[Dataset entries]

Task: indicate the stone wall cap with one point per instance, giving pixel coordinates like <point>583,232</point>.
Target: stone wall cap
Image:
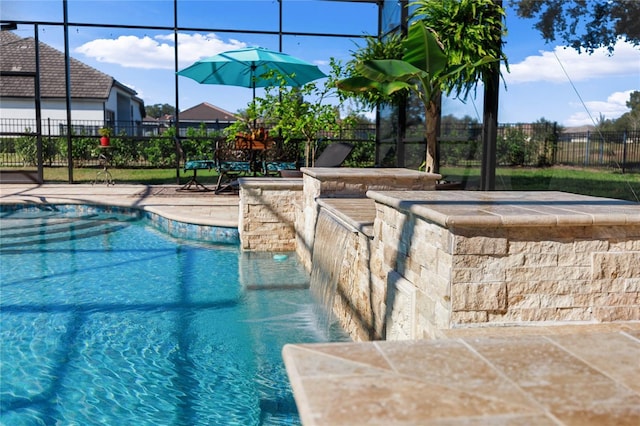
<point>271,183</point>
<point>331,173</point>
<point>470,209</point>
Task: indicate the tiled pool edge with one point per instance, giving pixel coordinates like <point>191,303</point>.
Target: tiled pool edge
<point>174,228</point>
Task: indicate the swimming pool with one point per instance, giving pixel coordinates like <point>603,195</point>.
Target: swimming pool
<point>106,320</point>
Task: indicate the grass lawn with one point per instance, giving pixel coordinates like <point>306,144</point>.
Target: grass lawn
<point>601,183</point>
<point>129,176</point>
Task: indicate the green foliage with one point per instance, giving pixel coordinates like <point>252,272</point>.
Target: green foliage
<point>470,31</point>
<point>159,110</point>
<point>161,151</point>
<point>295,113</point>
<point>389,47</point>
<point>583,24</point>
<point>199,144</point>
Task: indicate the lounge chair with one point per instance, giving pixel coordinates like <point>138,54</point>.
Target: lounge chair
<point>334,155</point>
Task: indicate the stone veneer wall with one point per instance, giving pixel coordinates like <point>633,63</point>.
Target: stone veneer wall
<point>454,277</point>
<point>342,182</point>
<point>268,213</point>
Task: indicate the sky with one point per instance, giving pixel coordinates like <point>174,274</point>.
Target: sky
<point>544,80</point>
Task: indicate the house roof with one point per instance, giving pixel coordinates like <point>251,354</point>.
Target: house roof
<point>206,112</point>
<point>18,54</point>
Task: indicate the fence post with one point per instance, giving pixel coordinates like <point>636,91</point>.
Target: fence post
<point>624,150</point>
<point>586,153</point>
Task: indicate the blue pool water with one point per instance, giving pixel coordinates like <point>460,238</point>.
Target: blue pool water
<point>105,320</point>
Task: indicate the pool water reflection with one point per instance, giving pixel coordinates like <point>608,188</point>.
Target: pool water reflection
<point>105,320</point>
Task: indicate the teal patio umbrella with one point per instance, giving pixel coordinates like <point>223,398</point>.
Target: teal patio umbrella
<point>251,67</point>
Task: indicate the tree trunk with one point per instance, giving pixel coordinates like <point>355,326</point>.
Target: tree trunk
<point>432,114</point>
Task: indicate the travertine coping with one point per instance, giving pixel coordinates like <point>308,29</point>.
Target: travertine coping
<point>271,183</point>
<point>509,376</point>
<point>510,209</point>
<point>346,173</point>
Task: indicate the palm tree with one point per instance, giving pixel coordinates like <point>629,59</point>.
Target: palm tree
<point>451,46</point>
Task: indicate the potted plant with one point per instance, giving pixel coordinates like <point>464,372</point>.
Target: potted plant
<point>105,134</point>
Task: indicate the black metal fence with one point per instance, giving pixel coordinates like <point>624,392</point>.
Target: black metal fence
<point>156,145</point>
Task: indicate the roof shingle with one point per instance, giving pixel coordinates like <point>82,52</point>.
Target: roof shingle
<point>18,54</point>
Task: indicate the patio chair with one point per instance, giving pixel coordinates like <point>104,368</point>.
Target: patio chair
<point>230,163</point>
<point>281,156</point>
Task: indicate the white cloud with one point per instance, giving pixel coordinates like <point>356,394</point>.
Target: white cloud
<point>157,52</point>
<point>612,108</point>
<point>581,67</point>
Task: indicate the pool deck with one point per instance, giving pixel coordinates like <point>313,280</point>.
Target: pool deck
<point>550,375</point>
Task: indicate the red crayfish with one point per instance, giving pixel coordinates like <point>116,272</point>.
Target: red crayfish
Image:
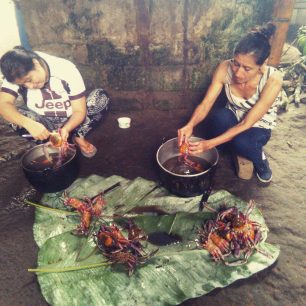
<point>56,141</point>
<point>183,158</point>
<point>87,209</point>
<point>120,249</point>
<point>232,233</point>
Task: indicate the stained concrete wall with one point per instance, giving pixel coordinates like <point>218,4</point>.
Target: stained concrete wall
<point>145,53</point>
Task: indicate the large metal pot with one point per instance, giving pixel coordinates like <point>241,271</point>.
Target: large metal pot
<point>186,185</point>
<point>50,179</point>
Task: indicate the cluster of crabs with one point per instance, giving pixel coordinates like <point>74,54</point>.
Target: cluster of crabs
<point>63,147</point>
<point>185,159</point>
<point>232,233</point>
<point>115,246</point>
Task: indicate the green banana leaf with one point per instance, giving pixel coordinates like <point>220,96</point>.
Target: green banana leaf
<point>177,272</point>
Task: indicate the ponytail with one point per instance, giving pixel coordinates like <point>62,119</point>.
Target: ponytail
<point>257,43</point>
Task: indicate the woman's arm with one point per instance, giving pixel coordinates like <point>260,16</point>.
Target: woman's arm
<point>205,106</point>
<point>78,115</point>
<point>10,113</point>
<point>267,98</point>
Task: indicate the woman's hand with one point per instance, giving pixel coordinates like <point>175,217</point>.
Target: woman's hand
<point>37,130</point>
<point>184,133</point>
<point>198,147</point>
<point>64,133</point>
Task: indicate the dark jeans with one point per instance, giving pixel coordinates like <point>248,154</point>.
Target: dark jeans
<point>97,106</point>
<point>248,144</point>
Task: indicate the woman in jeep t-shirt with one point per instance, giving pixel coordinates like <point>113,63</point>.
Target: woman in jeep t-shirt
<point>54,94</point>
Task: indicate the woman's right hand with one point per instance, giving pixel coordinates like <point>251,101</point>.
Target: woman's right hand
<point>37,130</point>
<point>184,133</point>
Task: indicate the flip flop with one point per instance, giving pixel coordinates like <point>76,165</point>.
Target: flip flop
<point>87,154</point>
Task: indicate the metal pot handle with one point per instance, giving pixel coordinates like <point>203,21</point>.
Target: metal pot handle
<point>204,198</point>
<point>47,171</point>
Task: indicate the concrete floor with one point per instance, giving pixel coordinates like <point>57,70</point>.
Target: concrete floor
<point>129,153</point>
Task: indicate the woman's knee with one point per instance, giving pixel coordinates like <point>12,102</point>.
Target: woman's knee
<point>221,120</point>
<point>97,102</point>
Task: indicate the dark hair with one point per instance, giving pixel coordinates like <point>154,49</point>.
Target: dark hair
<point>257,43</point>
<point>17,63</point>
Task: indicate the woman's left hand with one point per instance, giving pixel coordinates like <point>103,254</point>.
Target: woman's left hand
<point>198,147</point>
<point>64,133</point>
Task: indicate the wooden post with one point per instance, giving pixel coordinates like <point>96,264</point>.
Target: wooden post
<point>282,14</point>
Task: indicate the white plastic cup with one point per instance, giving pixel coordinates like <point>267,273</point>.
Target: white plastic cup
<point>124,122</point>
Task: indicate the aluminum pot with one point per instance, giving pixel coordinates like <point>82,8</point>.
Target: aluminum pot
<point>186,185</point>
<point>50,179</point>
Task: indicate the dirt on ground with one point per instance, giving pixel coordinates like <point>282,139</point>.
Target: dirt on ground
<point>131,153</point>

- [Objective] Express the rows from the line containing "Task: indicate the dark hair" through the last row, inclusive, as a JSON list of strings with one string per line and blank lines omitted.

- [Reply]
[
  "Task: indicate the dark hair with one point per instance, giving pixel coordinates like <point>154,49</point>.",
  "Target: dark hair",
  "<point>257,43</point>",
  "<point>17,63</point>",
  "Task: indicate the woman's left hand with one point per instance, giving pixel coordinates like <point>103,254</point>.",
  "Target: woman's left hand",
  "<point>198,147</point>",
  "<point>64,133</point>",
  "Task: indicate the wooden post with one point per instance, giving pixel coordinates like <point>96,264</point>.",
  "Target: wooden post",
  "<point>282,14</point>",
  "Task: indicate the white plastic cup with one point per instance, giving pixel coordinates like <point>267,273</point>.",
  "Target: white plastic cup",
  "<point>124,122</point>",
  "Task: indicate the aluminum pot with one point per instance, giving pixel coordinates like <point>82,8</point>.",
  "Target: aluminum pot",
  "<point>186,185</point>",
  "<point>50,179</point>",
  "Task: indicate the dirt on ground with one point per instance, giving pixel coordinates like <point>282,139</point>.",
  "Target: dirt on ground",
  "<point>131,153</point>"
]